# WORK TO BE COMPLETED
Transcribe, word for word, the line containing "One point marks each instance of the man in" and each line following it through the end of the listing below. Omit all other lines.

# DATA SUPPLIED
.....

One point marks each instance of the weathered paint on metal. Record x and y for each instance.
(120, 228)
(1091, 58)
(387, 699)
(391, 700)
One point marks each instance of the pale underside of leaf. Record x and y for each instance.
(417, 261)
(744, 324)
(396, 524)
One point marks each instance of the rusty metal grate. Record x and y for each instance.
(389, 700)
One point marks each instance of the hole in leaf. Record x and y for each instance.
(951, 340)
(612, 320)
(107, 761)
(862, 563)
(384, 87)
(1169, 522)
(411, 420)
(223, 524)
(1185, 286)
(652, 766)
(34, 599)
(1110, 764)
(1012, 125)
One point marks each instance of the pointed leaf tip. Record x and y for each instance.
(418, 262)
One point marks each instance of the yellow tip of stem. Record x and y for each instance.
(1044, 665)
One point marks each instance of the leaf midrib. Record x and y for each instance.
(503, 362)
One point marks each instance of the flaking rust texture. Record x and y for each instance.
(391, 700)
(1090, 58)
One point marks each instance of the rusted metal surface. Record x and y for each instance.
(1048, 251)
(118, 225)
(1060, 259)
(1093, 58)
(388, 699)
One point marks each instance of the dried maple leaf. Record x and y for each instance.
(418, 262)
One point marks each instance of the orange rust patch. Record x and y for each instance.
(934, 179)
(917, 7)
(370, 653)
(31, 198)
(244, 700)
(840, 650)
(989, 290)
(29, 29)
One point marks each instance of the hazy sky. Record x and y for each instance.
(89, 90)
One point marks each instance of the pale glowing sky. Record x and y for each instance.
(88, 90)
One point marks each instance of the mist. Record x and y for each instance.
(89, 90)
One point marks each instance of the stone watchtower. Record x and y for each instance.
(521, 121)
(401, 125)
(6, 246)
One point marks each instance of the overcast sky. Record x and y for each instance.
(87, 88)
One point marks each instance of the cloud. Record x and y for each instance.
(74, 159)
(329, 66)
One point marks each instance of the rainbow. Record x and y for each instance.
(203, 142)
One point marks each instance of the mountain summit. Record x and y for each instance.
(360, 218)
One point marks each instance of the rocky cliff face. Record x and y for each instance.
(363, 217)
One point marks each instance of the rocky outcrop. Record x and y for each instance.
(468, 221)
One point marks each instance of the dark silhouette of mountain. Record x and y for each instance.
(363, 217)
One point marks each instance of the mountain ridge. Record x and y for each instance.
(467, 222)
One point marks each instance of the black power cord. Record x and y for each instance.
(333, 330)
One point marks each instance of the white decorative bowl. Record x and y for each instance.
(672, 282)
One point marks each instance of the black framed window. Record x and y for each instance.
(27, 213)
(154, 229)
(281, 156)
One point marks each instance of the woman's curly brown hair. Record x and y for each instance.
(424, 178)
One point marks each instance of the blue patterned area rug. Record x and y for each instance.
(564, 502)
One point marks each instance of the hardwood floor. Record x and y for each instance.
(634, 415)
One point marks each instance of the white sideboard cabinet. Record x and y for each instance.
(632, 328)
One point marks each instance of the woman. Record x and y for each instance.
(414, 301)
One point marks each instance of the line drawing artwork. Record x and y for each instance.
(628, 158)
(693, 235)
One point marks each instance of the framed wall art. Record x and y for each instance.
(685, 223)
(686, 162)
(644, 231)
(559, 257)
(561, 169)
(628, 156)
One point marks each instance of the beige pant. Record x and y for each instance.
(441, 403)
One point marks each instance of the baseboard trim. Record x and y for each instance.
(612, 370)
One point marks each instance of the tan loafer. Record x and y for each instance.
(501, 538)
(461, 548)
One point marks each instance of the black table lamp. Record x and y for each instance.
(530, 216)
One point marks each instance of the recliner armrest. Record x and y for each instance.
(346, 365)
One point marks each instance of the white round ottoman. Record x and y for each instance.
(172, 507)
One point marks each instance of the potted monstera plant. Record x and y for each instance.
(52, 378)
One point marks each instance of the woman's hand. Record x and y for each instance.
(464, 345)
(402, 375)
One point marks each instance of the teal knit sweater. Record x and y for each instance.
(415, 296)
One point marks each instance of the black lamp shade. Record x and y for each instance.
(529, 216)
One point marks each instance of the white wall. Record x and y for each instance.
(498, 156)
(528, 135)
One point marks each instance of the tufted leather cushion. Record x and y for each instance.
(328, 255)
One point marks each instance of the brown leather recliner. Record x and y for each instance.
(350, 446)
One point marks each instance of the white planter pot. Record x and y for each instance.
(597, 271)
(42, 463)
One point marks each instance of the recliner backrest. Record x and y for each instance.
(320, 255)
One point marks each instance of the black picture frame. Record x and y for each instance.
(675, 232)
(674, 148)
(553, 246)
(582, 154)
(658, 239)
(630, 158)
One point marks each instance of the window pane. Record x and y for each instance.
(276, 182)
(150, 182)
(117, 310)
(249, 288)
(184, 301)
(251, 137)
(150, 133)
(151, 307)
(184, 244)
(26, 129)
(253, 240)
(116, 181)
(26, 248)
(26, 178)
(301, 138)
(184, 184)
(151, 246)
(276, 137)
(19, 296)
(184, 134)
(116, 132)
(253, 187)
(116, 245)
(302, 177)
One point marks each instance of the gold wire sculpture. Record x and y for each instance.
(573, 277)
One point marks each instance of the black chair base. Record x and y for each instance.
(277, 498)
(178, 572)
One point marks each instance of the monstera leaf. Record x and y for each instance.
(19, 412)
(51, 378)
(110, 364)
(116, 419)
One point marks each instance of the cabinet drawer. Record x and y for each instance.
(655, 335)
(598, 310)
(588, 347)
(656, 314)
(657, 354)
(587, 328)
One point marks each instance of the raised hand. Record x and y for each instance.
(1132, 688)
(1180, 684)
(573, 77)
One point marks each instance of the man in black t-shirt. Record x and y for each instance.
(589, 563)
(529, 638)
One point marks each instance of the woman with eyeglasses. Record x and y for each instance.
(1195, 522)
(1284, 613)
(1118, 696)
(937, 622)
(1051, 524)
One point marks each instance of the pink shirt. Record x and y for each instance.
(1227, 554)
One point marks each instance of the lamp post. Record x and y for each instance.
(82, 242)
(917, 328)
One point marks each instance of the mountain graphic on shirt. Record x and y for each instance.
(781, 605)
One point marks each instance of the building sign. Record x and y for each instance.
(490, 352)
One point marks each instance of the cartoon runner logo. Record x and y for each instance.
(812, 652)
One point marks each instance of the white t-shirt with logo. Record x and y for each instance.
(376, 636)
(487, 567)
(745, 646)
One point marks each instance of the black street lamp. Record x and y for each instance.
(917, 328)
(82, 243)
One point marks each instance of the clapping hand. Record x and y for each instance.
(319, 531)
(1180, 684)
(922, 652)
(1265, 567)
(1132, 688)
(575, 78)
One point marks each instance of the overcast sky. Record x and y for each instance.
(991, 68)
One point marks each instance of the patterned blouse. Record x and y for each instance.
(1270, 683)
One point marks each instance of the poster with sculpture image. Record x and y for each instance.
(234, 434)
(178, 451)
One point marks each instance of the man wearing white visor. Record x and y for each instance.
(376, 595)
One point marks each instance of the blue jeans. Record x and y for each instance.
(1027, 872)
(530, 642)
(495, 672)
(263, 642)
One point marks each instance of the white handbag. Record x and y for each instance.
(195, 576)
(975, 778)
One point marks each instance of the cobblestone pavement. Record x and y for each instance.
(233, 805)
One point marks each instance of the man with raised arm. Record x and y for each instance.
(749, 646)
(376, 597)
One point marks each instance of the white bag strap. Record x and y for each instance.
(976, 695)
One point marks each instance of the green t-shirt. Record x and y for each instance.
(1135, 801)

.....

# WRITTEN SOLUTION
One point marks each instance of the man in black t-shirt. Record x and y for each instance.
(589, 563)
(529, 638)
One point marks each instance of the woman with eyeglasses. Record x and y for each instance.
(1195, 522)
(1284, 613)
(1118, 696)
(937, 622)
(1051, 524)
One point marks each instance of the pink shirt. Record x and y for each instance.
(1227, 554)
One point marks each instance of the lamp post. Record x and y for each instance.
(82, 242)
(917, 328)
One point marks each instance of the mountain graphic on shirt. Record x and y for each instance.
(781, 605)
One point marks each instance of the building sign. Record x and y for each instance.
(490, 352)
One point marks each instance of the cartoon runner logo. Record x and y for each instance.
(812, 652)
One point marks each instance of the white t-shirt with logo. Record x and y for each instance.
(376, 636)
(487, 567)
(745, 646)
One point marks each instance of the black street lamp. Record x and y for each instance.
(917, 328)
(82, 243)
One point marks each instance of the clapping hand. Record x and y for each instance.
(319, 531)
(1180, 684)
(922, 652)
(1265, 567)
(1132, 688)
(575, 78)
One point marks each instance of the overcast sky. Record x and y for each instance.
(991, 68)
One point marks each instance of the patterned blouse. Record x and y for each instance.
(1270, 683)
One point marks each instance of the poster with sculpture image. Record x and y for each instance.
(234, 434)
(178, 451)
One point marks each instance of the man wearing white visor. Record x and y for each instance.
(376, 595)
One point marks each instance of the blue jeans. Record x and y for each instance.
(1027, 872)
(530, 642)
(495, 672)
(263, 642)
One point marks each instance of the white handbag. Record x and y for each instance.
(195, 576)
(975, 778)
One point marks each instance of the cobblestone pavement. Record x and y for each instance.
(233, 805)
One point marks each instance of the man with raised arm. Record x and y for each instance.
(749, 646)
(376, 597)
One point marks each instance of the white bag strap. Record x and y for each instance.
(976, 695)
One point marks each instance of the green t-shirt. Record x and y for each instance.
(1135, 801)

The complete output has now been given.